[Input for this task — start]

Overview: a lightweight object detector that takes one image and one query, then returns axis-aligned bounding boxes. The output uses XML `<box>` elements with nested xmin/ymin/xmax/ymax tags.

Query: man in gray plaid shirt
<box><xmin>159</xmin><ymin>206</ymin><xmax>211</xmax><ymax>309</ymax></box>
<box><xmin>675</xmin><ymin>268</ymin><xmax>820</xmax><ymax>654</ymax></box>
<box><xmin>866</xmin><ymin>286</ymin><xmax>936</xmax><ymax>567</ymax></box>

[Input for this task — finish]

Task: Copy out the full set of records precisely, leaving nothing out.

Response for this exercise:
Overview: a lightweight object detector that takes one image and one query, then returns axis-aligned bounding boxes. The output uses XML `<box>` elements with nested xmin/ymin/xmax/ymax tags.

Query: man in gray plaid shirt
<box><xmin>159</xmin><ymin>206</ymin><xmax>211</xmax><ymax>309</ymax></box>
<box><xmin>675</xmin><ymin>268</ymin><xmax>820</xmax><ymax>654</ymax></box>
<box><xmin>866</xmin><ymin>286</ymin><xmax>936</xmax><ymax>567</ymax></box>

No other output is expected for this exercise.